Don't Let Food Poisoning Ruin Your BBQ
We're in the thick of cookout season, and Independence Day is right around the corner. Between meal planning, shopping and cooking, there's a lot of room for careless mistakes with your food—from burnt burgers to warm soda to Aunt Meg's “famous” gelatin platter. But do you want one of those mistakes sending all of your guests to the toilet?
Food safety is always in the back of our minds but sometimes we slip up. Let's take a look at some of the ways you can keep bacteria off the menu this weekend. First off, we need to stop cross-contamination. Cross-contamination simply means food that harbors different types of bacteria, or food that finishes cooking at different temperatures has come into contact with each other. Ground beef touching raw chicken breasts, lettuce and pork, you get the idea. Cross-contamination is bad news because its consequences are unexpected. You might have cooked those burger patties to perfection, but if they shared a tray with chicken breasts then the burgers could harbor some unwanted visitors. Check out the USDA's recommendations for internal cooking temperatures, and pick up a meat thermometer to take out the guesswork. The USDA also says that 1 out of every 4 hamburgers turns brown before it's actually safe to eat, so don't just eyeball your patties this weekend.

##############################

Extend the barbecue food safety article, picking up right after its last sentence. The lines after this sentence have no connection to the article on barbecue food safety.

### DATASET EXCERPTS
##############################

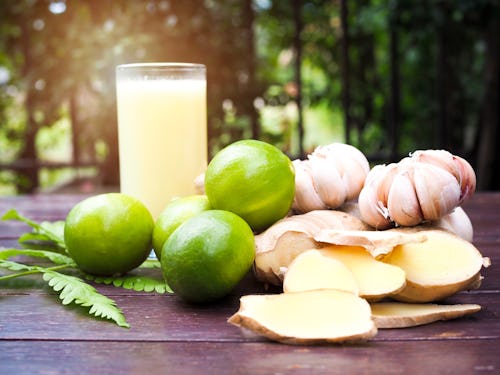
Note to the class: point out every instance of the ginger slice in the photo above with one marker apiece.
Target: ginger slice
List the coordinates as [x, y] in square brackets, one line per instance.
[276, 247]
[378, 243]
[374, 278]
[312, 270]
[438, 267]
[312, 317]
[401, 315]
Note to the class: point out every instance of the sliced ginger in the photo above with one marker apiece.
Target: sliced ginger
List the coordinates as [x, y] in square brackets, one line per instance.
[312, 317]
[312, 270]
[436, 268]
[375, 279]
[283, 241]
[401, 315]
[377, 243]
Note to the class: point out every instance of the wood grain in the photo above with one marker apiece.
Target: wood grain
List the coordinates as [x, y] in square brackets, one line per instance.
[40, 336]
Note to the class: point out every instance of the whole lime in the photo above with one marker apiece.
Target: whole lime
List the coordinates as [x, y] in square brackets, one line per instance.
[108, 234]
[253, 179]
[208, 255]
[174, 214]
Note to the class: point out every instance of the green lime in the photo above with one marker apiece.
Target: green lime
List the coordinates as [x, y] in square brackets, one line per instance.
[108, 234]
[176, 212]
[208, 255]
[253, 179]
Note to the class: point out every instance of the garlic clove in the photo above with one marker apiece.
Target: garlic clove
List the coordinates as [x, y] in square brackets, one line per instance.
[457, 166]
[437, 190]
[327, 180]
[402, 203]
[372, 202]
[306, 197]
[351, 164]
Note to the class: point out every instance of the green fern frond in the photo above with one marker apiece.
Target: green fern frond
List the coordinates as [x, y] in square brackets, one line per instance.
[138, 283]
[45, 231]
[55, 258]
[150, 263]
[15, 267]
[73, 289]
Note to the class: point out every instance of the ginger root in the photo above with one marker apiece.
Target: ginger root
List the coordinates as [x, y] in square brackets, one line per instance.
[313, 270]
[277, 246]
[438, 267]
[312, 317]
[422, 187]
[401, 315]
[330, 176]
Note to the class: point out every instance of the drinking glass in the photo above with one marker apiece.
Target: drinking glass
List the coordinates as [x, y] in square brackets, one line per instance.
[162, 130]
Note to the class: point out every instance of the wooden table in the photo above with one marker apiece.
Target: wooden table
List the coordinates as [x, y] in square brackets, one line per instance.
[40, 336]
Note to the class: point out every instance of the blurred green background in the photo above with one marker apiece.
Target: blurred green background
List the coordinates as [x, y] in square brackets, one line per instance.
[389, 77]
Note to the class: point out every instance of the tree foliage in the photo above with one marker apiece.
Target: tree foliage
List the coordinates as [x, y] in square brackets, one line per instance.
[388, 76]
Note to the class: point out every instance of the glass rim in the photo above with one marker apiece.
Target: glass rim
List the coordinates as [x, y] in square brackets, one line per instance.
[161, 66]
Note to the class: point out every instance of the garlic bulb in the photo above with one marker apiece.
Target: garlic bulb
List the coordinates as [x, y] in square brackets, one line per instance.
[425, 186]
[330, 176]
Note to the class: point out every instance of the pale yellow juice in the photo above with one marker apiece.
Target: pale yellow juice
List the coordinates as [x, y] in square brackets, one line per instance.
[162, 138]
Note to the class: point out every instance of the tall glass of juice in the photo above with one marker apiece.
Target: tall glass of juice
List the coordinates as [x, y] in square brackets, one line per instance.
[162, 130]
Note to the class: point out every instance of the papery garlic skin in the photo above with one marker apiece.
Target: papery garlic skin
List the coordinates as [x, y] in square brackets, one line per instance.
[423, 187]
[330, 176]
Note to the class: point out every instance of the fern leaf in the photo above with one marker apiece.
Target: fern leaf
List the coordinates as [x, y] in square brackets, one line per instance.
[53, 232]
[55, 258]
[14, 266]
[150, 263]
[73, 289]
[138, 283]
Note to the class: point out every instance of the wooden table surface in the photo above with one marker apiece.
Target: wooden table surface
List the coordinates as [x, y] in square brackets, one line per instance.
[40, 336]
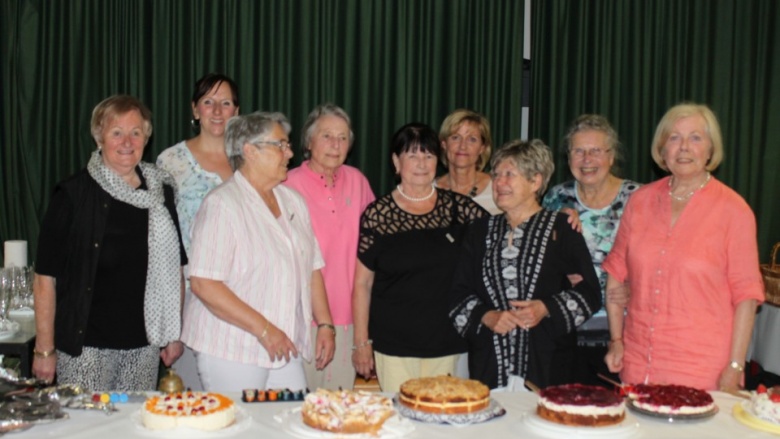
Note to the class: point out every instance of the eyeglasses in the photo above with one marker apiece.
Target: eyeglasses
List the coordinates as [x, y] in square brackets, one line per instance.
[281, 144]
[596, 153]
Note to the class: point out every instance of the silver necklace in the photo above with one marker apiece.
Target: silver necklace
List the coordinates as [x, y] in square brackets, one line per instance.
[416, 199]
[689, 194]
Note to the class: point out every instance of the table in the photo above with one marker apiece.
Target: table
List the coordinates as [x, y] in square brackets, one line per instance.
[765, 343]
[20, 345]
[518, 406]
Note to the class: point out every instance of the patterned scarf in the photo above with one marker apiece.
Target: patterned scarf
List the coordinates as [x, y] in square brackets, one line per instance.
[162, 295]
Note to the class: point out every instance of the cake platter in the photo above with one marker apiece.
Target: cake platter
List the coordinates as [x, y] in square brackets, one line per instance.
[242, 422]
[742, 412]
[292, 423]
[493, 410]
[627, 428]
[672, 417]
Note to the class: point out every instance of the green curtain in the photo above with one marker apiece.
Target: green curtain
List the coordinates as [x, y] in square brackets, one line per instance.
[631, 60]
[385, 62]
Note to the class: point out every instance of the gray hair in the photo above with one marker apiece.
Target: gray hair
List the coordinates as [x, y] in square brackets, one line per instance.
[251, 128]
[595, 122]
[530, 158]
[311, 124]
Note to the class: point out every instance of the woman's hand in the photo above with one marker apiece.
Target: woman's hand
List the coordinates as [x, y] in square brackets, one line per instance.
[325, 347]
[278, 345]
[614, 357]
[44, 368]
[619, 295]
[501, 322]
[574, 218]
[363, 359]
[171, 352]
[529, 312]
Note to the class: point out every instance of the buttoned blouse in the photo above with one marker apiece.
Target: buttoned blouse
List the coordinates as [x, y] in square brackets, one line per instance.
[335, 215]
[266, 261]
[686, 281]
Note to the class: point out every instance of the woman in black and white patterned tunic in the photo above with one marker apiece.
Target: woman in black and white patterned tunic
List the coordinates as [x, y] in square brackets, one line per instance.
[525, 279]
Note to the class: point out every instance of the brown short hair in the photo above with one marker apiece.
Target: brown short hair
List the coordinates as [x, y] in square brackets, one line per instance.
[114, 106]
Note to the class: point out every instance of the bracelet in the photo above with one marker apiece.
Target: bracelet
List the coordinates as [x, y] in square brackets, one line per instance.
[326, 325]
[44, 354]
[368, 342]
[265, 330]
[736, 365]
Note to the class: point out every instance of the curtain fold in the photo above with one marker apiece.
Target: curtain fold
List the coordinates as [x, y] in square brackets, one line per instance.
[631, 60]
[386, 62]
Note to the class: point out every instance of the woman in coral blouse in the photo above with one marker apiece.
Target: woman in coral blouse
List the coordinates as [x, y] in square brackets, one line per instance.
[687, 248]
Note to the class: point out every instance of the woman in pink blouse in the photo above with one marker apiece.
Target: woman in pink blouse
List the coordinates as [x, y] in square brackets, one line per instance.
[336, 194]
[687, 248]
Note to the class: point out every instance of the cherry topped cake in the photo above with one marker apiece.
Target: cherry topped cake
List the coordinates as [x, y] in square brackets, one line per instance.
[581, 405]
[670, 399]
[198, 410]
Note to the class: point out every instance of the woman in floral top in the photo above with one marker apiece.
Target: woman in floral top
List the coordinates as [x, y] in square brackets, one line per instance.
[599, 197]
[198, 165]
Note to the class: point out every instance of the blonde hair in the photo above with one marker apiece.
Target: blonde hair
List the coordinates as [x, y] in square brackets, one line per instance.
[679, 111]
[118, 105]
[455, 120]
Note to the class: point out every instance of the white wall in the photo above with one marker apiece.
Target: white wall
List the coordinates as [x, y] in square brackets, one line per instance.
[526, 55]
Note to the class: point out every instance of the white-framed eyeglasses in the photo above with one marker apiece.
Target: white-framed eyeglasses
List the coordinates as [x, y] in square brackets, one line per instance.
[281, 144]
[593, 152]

##############################

### WRITTEN RESPONSE
Before cooking, store meat separately in your refrigerator. Food that needs to be cooked longer should be kept at the bottom, while raw food stays at the top. Frozen food needs to be completely defrosted before cooking—otherwise you run the risk of grilling it unevenly, leaving behind harmful bacteria. But the clock really starts ticking at the grocery store. Try to pick up meat and fish at the end of your shopping trip so they stay cold longer, and don't give germs a chance to grow on the car ride home. When your grill area is getting hectic, always remember to wipe down utensils that have come into contact with raw food. A few seconds flipping burgers with a dirty spatula (we've all done it) isn't long enough to burn off the bacteria. Last of all, don't let your heaps of tasty leftovers sit out all afternoon. At room temperature, food left sitting out for just 2 hours can grow dangerous levels of bacteria, and the same food left out on a sweltering summer day can go south in less than an hour. Don't chance it; pack your leftovers away in the refrigerator. It's a little bit more inconvenient to sneak in a second or third burger, but it won't make you sick.
Happy grilling from your friends at Kalfus & Nachman!!